> CHALLENGE: Find and copy each line of the records that contains the word "gothic".

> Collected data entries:
━━━━

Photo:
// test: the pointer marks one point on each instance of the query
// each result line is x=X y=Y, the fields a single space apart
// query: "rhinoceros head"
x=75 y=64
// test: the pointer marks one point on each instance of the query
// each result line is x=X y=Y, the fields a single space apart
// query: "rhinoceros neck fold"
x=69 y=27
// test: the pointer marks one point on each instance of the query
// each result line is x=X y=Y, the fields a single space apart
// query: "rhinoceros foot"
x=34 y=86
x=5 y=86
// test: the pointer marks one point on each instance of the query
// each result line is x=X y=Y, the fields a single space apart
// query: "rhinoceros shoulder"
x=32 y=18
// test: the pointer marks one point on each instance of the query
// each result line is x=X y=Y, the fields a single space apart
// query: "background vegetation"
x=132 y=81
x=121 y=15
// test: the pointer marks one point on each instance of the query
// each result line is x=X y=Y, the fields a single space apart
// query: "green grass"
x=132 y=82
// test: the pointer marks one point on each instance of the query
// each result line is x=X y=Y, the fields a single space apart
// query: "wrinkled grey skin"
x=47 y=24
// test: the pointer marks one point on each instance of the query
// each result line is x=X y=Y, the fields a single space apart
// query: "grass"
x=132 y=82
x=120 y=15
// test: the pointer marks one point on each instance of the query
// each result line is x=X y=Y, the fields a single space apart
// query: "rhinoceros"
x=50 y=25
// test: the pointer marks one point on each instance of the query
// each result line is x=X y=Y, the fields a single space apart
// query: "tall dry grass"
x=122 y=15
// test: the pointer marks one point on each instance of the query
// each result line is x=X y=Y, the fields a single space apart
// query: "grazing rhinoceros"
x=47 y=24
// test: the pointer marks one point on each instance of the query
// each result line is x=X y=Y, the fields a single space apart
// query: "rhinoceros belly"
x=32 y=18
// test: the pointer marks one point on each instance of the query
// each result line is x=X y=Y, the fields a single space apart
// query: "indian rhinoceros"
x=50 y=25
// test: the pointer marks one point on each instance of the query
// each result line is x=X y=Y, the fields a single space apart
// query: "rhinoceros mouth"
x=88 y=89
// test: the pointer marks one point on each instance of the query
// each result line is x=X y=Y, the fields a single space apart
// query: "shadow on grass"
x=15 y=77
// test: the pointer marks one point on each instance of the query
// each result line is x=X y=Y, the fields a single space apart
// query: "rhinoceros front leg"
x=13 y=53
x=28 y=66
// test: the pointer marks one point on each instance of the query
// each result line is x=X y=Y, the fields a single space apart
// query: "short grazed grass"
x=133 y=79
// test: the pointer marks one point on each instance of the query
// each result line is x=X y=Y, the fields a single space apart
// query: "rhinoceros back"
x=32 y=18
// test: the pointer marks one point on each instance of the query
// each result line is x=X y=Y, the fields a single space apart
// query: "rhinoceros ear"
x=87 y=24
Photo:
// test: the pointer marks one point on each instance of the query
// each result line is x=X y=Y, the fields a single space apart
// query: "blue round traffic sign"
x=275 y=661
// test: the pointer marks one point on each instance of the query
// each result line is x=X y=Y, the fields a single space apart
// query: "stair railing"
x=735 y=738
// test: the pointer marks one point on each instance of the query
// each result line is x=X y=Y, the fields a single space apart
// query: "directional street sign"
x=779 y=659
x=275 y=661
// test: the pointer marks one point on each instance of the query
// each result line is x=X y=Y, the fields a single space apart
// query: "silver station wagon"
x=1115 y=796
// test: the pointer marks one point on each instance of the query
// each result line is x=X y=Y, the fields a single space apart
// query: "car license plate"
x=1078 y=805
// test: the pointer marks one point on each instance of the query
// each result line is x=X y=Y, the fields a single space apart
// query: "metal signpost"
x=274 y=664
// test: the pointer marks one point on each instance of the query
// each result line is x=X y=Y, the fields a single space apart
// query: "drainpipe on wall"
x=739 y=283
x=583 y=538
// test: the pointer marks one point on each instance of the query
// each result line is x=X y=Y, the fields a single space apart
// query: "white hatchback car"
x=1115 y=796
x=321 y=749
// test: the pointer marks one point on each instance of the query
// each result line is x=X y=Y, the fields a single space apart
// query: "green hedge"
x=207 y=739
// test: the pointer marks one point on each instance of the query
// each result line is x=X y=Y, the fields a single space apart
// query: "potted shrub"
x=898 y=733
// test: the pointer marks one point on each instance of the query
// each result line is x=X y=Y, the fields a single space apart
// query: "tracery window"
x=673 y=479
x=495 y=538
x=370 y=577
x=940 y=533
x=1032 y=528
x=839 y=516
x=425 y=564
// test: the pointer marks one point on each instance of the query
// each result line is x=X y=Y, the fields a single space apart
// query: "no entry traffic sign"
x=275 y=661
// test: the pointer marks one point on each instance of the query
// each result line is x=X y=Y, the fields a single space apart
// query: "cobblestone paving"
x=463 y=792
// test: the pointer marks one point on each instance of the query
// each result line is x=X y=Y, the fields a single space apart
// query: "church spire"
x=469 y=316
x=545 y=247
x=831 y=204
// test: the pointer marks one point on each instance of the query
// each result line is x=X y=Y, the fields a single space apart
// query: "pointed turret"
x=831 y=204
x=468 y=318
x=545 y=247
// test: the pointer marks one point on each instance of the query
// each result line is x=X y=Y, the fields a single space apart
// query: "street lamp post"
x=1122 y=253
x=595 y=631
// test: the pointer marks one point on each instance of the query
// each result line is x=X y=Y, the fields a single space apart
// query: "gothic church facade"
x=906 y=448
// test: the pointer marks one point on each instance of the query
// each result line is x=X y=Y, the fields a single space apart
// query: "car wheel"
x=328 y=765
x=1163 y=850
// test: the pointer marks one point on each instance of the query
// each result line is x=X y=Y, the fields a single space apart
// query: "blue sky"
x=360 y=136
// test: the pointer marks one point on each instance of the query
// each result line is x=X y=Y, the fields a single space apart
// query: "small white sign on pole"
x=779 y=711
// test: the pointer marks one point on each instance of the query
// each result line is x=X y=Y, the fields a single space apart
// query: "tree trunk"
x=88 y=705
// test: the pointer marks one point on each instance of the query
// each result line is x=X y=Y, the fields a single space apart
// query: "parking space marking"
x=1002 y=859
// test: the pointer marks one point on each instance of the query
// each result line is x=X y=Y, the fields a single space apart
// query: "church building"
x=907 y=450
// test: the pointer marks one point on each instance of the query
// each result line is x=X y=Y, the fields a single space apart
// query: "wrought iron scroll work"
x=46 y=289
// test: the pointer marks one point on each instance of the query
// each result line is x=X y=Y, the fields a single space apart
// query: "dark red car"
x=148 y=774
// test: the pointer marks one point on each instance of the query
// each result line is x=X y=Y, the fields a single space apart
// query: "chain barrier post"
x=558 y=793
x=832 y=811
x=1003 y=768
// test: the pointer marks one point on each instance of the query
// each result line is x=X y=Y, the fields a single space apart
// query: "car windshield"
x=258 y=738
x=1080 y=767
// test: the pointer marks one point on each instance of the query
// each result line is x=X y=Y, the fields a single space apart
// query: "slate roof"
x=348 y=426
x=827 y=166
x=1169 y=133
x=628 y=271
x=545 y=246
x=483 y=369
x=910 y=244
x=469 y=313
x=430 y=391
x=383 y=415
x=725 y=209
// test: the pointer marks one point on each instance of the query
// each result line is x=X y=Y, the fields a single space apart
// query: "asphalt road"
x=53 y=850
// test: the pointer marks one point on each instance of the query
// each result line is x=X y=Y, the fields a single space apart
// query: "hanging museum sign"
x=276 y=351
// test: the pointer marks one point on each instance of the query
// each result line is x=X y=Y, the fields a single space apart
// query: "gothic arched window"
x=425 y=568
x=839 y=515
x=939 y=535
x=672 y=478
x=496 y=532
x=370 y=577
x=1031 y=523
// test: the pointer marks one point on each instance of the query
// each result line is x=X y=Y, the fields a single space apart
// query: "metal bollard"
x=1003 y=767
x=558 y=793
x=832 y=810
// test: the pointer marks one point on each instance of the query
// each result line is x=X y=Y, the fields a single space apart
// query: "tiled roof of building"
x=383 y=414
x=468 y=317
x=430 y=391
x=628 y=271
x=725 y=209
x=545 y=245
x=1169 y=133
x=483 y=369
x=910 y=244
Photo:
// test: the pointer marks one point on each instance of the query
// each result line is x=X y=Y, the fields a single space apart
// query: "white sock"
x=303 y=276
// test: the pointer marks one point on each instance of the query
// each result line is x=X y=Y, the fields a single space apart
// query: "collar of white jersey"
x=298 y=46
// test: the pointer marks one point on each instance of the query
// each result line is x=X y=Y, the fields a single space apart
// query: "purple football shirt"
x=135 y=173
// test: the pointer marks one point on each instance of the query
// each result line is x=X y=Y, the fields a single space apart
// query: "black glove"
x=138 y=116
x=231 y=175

━━━━

> FINAL RESULT:
// query: "gothic church facade"
// query: "gothic arched window"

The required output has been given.